(Pointing records)
»»

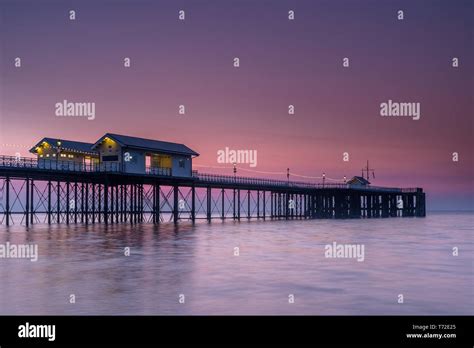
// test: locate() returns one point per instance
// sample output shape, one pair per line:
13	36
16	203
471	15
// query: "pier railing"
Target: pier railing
57	164
228	179
71	166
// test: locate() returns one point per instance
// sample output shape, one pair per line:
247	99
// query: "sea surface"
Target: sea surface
277	261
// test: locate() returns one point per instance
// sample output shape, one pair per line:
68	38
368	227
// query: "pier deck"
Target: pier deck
60	192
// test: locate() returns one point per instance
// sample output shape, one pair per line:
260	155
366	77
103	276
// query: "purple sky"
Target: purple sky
282	62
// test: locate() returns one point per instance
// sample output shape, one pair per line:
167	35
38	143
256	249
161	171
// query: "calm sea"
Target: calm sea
409	256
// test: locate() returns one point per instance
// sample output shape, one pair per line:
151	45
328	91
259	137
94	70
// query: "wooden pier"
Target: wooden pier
88	195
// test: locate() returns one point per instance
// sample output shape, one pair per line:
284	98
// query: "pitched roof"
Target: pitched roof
360	179
148	144
67	145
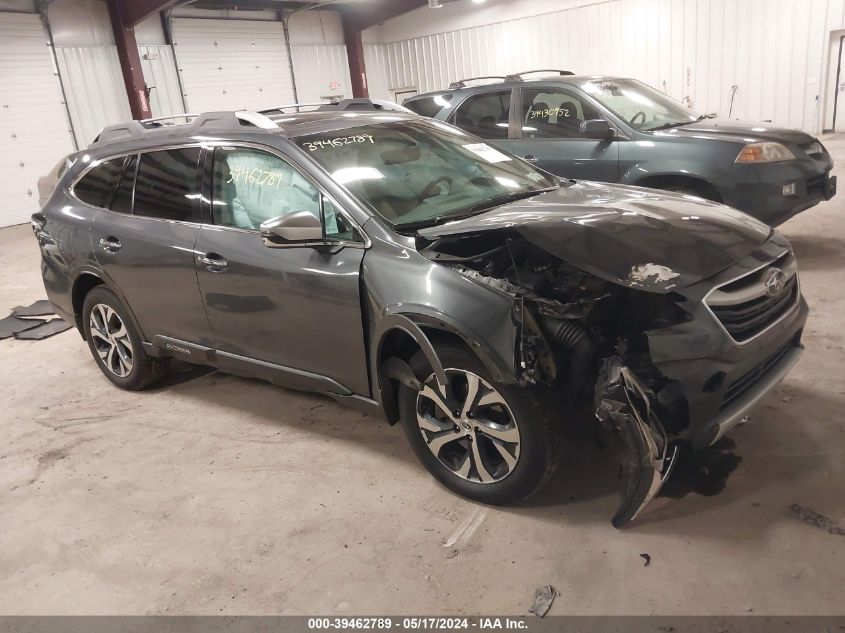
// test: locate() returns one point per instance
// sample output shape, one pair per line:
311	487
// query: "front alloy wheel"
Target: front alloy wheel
111	340
477	437
492	442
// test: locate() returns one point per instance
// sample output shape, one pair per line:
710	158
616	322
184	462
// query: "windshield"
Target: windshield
643	107
420	172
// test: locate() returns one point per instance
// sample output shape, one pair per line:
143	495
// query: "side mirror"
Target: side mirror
294	228
597	129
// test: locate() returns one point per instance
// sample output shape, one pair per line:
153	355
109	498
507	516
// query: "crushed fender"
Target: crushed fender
625	404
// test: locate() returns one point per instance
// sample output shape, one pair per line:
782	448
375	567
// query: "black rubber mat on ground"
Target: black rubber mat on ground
41	307
12	325
43	330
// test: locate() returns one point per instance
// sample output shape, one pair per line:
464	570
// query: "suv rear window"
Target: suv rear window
486	114
166	186
429	106
96	187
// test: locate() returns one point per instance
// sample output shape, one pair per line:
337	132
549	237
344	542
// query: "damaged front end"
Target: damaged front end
587	338
624	405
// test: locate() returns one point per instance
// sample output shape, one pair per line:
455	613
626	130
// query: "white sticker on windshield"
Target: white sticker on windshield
490	154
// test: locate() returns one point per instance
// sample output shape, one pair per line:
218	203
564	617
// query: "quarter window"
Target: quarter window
550	113
166	186
96	187
429	106
251	186
485	115
122	202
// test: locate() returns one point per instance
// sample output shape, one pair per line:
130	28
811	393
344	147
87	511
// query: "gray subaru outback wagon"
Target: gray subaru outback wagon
620	130
406	267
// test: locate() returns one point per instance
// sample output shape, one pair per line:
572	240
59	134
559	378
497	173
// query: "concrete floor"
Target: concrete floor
215	494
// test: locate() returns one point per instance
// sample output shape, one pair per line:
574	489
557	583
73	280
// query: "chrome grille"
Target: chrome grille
738	387
749	305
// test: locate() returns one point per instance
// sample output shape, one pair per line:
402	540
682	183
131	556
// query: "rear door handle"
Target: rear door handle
213	262
110	244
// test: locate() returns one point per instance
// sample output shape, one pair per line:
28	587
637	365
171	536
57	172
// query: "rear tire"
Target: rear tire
502	445
115	344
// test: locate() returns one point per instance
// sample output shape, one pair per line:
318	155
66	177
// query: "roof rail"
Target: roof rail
518	76
342	105
287	106
461	83
157	119
226	120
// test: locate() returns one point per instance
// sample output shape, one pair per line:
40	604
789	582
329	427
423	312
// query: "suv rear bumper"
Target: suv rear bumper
759	189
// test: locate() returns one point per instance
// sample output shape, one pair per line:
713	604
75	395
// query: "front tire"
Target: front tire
115	344
493	443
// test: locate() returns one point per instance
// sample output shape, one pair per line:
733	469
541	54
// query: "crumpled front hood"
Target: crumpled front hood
739	132
640	238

««

• [EXERCISE]: All of the entries above should be duplicated exactly, except for the pictures.

• [RIGHT ANSWER]:
// test: locate() returns one point per instance
// sample output shape, one pair per line:
13	36
16	203
471	15
// query: "pier railing"
Target: pier railing
57	164
228	179
71	166
// test: locate() returns one point per instance
// sample output shape, one pair per line:
247	99
// query: "sea surface"
Target: sea surface
277	261
// test: locate() returns one point per instance
// sample output shape, one pair per line:
68	38
368	227
// query: "pier deck"
Target: pier deck
60	192
// test: locate() returns one point per instance
// sample output shape, one pair per line:
260	155
366	77
103	276
// query: "purple sky"
Target: purple sky
282	62
// test: locate() returns one point per instance
// sample output shape, one pair per line:
167	35
38	143
256	249
161	171
// query: "calm sea"
Target: calm sea
409	256
// test: locate() returns one point per instance
// sample output shape, one pair per line:
151	45
328	91
259	137
94	70
// query: "wooden pier"
Target: wooden pier
88	195
// test: locate() returns one point per instance
// sample output shape, one pair per line:
284	98
// query: "pitched roof"
Target: pitched roof
360	179
148	144
67	145
// test: locate() returns one point per instance
// sample output shape, one pair per line:
311	487
// query: "front alloy wheel"
Target: front alloy wheel
111	340
477	437
492	442
// test: locate() returns one point per instance
// sample output shape, one pair per line:
710	158
616	322
184	462
// query: "windshield"
Target: windshield
643	107
420	172
// test: locate() returns one point per instance
// sample output shape, one pair per line:
143	495
// query: "side mirror"
Target: side mirror
294	228
597	129
// test: locate() returns one point per instance
// sample output shape, one pair per line:
153	355
109	498
507	516
// query: "crushed fender"
Target: crushed fender
625	404
// test: locate() returns one point per instance
// sample output shape, one pair per line:
782	448
375	567
// query: "black rubber mat on ground"
Target: black rubber mat on ground
41	307
12	325
43	330
// test: locate() returns one point per instance
// sample output shape, one pair per line:
464	570
// query: "suv rear window"
Target: suv rear window
486	114
166	186
429	106
96	187
// test: locate() returns one point per instance
// sample output shape, one pair per line:
337	132
549	237
344	542
// query: "damaged front end"
Target: damaged front end
587	338
624	405
// test: locate() returns one point per instance
// sample output shape, one pair per line:
455	613
626	130
// query: "white sticker on windshield"
Target: white sticker on windshield
490	154
// test: locate() returns one point per instance
// sample output shape, one pair per line:
218	203
564	617
// query: "quarter window"
Target: quarter window
550	113
166	186
96	187
429	106
251	186
485	115
122	202
// test: locate() returns one point per instance
// sample output shape, one pair per line:
130	28
811	393
344	147
87	511
// query: "gray subaru outback wagon"
Target: gray subaru outback wagon
620	130
406	267
// test: locate() returns one point per instance
// sample output shape, one pair per line:
572	240
59	134
559	378
497	173
// query: "concrete floor"
Target: concrete floor
215	494
// test: locate() returns one point per instance
// sample output shape, one pair per line:
574	489
557	583
73	280
// query: "chrome grille"
Target: chrome grille
738	387
749	305
// test: locate() returns one point per instance
// sample output shape, one pair per line:
402	540
682	183
131	556
// query: "rear door handle"
Target: rear door handle
213	262
110	244
// test: locate() returns one point per instance
// sample output shape, one pair per line:
28	587
637	365
171	536
57	172
// query: "rear tire"
Target: rear tire
502	445
115	344
// test: locate() returns one point per instance
// sample output shape, one pair per line:
318	155
66	177
// query: "roof rail"
Target: roof rail
518	76
342	105
287	106
461	83
157	119
226	120
// test: locate() returns one point per instance
// sample output shape, one pair per line:
40	604
789	582
329	427
423	312
// query: "suv rear bumper"
Target: suv rear bumper
759	189
// test: locate() returns one point per instance
// sample output shape, one pair per line:
713	604
75	395
// query: "front tire"
Target: front tire
115	344
493	443
// test: locate() returns one point per instance
// sample output shape, one pair per line:
733	469
541	54
// query: "crumpled front hood"
Target: crumpled front hood
739	132
640	238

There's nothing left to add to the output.